Your goal -
Present every line of the listing below as a numbered list, leaving out any blank lines.

Data entries -
- - -

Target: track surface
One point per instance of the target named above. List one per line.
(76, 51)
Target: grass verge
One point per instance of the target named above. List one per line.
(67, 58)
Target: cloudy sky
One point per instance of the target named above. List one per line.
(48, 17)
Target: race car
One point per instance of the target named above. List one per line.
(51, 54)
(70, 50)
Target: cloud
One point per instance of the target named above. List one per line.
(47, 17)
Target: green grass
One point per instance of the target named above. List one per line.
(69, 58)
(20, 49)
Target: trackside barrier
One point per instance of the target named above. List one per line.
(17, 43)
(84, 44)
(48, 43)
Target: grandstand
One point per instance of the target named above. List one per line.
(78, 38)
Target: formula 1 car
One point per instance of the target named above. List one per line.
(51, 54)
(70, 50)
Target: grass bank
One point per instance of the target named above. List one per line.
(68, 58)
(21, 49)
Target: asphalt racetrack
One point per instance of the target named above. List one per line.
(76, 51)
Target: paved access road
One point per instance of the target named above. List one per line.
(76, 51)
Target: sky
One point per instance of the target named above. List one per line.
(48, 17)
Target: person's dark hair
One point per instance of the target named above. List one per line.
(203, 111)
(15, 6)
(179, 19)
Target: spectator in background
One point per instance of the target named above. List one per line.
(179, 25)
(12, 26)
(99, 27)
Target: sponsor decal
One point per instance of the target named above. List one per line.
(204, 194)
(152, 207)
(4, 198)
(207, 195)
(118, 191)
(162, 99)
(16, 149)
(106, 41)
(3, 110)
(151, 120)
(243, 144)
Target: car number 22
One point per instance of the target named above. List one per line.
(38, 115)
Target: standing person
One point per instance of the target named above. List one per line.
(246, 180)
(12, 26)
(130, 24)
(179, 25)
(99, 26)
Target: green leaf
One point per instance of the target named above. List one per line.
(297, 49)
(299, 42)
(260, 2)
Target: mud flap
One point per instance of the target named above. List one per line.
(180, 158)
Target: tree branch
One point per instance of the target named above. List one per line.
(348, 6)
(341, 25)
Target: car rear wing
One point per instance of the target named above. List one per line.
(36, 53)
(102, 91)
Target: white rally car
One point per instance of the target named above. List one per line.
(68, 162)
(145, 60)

- - -

Exercise answer -
1. Target: track surface
2. One point per instance of the target named above. List one per line.
3. (76, 51)
4. Target: grass verge
5. One point per instance of the target named above. List one per line.
6. (67, 58)
7. Target: cloudy sky
8. One point per instance of the target named above. List one per line.
9. (48, 17)
10. Target: race car
11. One point per instance of the target named above. List one per line.
12. (51, 54)
13. (70, 50)
14. Target: cloud
15. One point per instance of the target named above. List one per line.
16. (47, 17)
17. Target: green grass
18. One point per instance of the target named above. List one per line.
19. (69, 58)
20. (20, 49)
21. Target: trackside barrier
22. One point per instance of the target named above. List one per line.
23. (17, 43)
24. (84, 44)
25. (48, 43)
26. Target: grandstand
27. One point per instance of the target named above. List one per line.
28. (78, 38)
29. Target: formula 1 car
30. One point per instance of the target named above. List one per line.
31. (51, 54)
32. (70, 50)
33. Target: grass bank
34. One point per instance of the target named above. List one per line.
35. (68, 58)
36. (21, 49)
37. Target: asphalt racetrack
38. One point per instance of the target named above. List one per line.
39. (76, 51)
40. Target: paved access road
41. One point per instance of the target named above. List one per line.
42. (76, 51)
43. Target: sky
44. One point per instance of the target named above. List one per line.
45. (48, 17)
46. Target: person's dark hair
47. One point per instance of the target named above. List one per line.
48. (203, 111)
49. (15, 6)
50. (179, 19)
51. Target: spectator in background
52. One point per instance of the target named above. List one per line.
53. (179, 25)
54. (12, 26)
55. (99, 27)
56. Target: sponsor decal
57. One point per instance of the target named above. List one per line.
58. (204, 194)
59. (152, 207)
60. (4, 198)
61. (207, 195)
62. (118, 191)
63. (162, 99)
64. (16, 149)
65. (106, 41)
66. (3, 110)
67. (151, 120)
68. (243, 144)
69. Target: car number 22
70. One point per instance of the target named above. List one per line.
71. (38, 115)
72. Target: standing person
73. One point per instance of the target named above. List one per line.
74. (246, 180)
75. (12, 26)
76. (130, 24)
77. (179, 25)
78. (99, 26)
79. Target: green leaf
80. One point per instance of the target named above. List one per line.
81. (297, 49)
82. (299, 42)
83. (260, 2)
84. Target: mud flap
85. One point per instance of the target named above. List one per line.
86. (180, 158)
87. Target: tree branch
88. One point per instance of the target named above. List one per line.
89. (348, 6)
90. (341, 25)
91. Target: car rear wing
92. One point per instance of the target named above. List one per line.
93. (36, 53)
94. (102, 91)
95. Target: white rally car
96. One point per instance of the target named above. List one per line.
97. (68, 162)
98. (145, 60)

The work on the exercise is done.